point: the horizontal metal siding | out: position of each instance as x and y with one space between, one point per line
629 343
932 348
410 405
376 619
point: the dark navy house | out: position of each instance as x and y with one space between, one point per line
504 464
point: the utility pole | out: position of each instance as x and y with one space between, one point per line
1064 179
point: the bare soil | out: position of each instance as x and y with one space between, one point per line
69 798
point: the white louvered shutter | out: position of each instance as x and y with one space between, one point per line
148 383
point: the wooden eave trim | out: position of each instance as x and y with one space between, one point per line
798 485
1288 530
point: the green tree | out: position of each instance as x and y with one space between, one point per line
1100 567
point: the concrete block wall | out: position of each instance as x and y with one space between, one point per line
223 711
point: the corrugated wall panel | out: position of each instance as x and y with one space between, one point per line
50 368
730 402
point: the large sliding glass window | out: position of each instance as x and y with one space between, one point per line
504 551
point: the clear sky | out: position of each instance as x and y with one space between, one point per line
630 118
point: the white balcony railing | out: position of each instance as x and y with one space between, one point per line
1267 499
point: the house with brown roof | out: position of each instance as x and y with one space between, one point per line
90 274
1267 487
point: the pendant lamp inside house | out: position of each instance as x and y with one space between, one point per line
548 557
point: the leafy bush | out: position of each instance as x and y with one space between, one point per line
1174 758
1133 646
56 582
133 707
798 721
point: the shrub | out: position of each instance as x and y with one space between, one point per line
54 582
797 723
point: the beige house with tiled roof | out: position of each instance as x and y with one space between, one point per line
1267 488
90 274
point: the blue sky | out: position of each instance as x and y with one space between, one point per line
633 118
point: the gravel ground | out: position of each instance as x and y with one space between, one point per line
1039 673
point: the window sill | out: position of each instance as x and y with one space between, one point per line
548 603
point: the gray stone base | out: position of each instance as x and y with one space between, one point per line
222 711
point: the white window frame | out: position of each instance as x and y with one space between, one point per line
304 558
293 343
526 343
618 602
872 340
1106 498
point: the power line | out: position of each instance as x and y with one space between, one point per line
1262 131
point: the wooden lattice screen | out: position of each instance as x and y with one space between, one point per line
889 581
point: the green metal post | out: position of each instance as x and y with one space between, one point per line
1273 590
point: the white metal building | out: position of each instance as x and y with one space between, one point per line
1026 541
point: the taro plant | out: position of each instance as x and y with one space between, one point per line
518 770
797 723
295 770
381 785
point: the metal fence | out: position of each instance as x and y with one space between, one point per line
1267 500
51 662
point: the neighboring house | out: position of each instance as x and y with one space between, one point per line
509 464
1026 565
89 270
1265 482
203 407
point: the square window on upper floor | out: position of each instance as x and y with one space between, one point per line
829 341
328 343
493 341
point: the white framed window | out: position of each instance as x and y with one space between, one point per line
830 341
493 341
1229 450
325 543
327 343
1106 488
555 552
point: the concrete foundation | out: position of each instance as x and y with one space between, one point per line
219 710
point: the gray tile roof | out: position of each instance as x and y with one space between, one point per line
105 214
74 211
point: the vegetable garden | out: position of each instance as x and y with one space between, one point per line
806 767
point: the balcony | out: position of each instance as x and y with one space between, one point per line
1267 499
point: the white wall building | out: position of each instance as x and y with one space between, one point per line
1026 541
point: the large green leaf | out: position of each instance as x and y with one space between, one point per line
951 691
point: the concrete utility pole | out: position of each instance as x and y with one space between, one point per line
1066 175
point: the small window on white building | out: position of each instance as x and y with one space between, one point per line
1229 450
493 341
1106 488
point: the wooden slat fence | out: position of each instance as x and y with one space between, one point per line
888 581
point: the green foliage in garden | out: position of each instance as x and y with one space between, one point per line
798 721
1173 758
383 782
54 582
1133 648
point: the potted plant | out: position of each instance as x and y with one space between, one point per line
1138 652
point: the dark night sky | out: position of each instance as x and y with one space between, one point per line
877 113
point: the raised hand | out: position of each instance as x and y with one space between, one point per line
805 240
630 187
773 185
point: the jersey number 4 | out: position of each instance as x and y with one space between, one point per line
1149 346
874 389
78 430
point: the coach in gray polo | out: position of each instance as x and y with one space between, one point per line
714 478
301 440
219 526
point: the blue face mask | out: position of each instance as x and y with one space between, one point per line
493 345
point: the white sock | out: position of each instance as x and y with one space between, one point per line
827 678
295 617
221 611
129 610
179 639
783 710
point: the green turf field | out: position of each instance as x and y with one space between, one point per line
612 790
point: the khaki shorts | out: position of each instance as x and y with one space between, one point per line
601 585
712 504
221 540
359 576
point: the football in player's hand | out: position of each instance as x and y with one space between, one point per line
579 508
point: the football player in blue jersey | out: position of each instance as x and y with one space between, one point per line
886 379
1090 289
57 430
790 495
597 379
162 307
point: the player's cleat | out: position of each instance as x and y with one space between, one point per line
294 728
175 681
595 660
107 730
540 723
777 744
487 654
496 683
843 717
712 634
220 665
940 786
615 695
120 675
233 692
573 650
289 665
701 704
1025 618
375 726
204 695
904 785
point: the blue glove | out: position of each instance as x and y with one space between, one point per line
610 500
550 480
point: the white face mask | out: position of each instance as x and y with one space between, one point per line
══════════════════════════════
_WHAT THE TASK REQUIRES:_
An exact copy of every record is needed, so retype them all.

_TASK ANSWER:_
point: the horizontal metal siding | out: position of each instance as x and y with one space between, one point per line
629 343
932 348
410 405
376 619
point: the dark navy house | out: position of each instance as x and y with one space between, one point per line
504 464
point: the utility pole | out: position of each instance as x and y with one space between, one point per line
1064 179
point: the bare soil | out: position of each instance as x and y with one space between, one point per line
69 798
point: the white louvered shutter | out: position of each instance as x and y with one space between, one point per line
148 383
point: the wooden eave trim | out: position of each instance as x and y with one space between, one point per line
798 485
1288 530
point: the green tree | out: position of each instance as x and y with one space between, one point per line
1100 567
point: the concrete block wall | out: position of each instance as x and y with one space between, one point per line
223 711
point: the corrugated wall panel | out: position of each instance as x and y with one space between, one point per line
50 368
730 402
point: the large sliding glass window | out: position of each instance as x and y with one space between, one point per line
504 551
point: the clear sky | out: position of each instance as x and y with one space between, one point per line
630 118
point: the white balcony railing | out: position of each instance as x and y with one space between, one point per line
1267 499
point: the house with brown roof | out: position of each instance as x and y with one space between, one point per line
90 274
1267 487
point: the pendant lamp inside house | out: position of each instance as x and y with one space between, one point per line
548 557
point: the leafy bush | out: position of each instance as x and y with one space between, one point per line
1174 758
1133 646
56 582
133 707
798 721
point: the shrub | out: position of each instance as x and y with one space between, one point per line
54 582
797 723
point: the beige house with tiled roof | out: position of each instance as x and y with one space between, one point per line
1267 488
90 274
point: the blue sky | out: position of each instance as x and y with one space between, one point per line
633 118
point: the gravel ground | out: position of each instance as x and y with one space between, one point per line
1039 673
point: the window sill | out: position of each instance as x and y with one space between, one point per line
548 603
point: the gray stone base | out: position of each instance as x and y with one space between, one point per line
222 711
point: the white window frame | out: position of each instance as x and y with one space between, one point per line
304 558
293 343
526 343
618 602
872 340
1106 498
point: the power line | out: position of each instance as x and y with one space between, one point per line
1262 131
point: the wooden lattice screen | out: position of each instance as x and y with one space between, one point per line
889 581
point: the green metal post | out: position of each instance as x and y with one space between, one point per line
1273 590
point: the white metal building | out: position of each instance as x and y with one space between, one point per line
1026 541
point: the taro plant | out: position of each instance as x and y with one space between, one point per line
518 770
797 723
295 770
381 785
point: the metal fence | out: position of each instance as x and y with one space between, one point per line
1267 500
51 662
point: the neighboring house | out: position of each instance as x and y with one space between, one point per line
509 464
1026 565
89 270
1265 482
203 407
point: the square window on upper floor | out: position of each instance as x and y with one space between, one point per line
829 341
328 343
493 341
point: the white framed window | out: position of each instance as x and y with one space between, one point per line
830 341
493 341
1229 450
325 543
327 343
1106 488
555 552
point: the concrete foundation | out: position of each instance as x and y with one space between, one point per line
219 710
point: the gray tile roof | out: position of each instance as x and y with one space between, one point per line
105 214
74 211
point: the vegetable garden | out: position of each instance as x and y with one space between, one point per line
806 767
point: the balcony | out: position of each instance as x and y with one space between, one point per line
1267 499
point: the white wall building | out: position of each instance as x and y with one space between, one point per line
1026 541
point: the large green leaf | out: position of each instance as x and y with one space between, one point per line
951 691
point: the concrete utility pole | out: position of each instance as x and y with one space between, one point per line
1066 175
point: the small window on white building | out: position of each instance as x and y with one space between, one point per line
1229 450
493 341
1106 488
point: the wooden slat fence | out: position of each instance as x and y with one space between, one point per line
888 581
point: the green foliage in garden | out: position of each instance as x and y with one space between, one point per line
798 721
1173 758
383 782
54 582
1133 648
point: the potted plant | out: position of each instance as x and y with one space between, one point per line
1138 652
point: the dark night sky | out: position of each instance as x and y with one space between, one point per line
877 113
point: the raised hand | out: position of each instance as x and y with one space between, one point per line
805 240
630 187
773 185
point: the jersey number 4 | out: position of each instance as x and y with one space between, one point per line
1149 346
874 389
78 430
point: the coach in gray polo | out: position of each instance as x and y with one space between, one point per line
714 478
301 440
219 526
point: the blue face mask | out: position of each instance as x and y with one space between, one point per line
493 345
point: the white sock | out: position of each instance as x and y with one space between, one point per line
827 678
295 617
221 611
129 610
179 639
783 710
point: the green turf field | out: position of each instance as x and y with one space between, one point per line
612 790
point: the khaki shorts | out: position of each instance as x and y with one space between, one point per line
601 585
712 504
221 540
359 576
point: the football in player's hand | out: position of each instance as x and y with one space between, one point per line
579 508
point: the football player in blue jersey | out: position of each instance as x and y with one space between, one point per line
886 379
1090 289
57 430
790 495
597 379
162 307
point: the player's cleat | out: position of each instance as x and y with one space between, one point per line
294 728
175 681
595 660
107 730
540 723
777 744
487 654
496 683
843 717
712 634
220 665
940 786
615 695
120 675
233 692
573 650
289 665
701 704
1025 618
375 726
204 695
904 785
point: the blue glove | out: position of each instance as x and y with one space between, one point per line
610 500
550 480
point: the white face mask | out: position of each instance as x and y with one space between, one point per line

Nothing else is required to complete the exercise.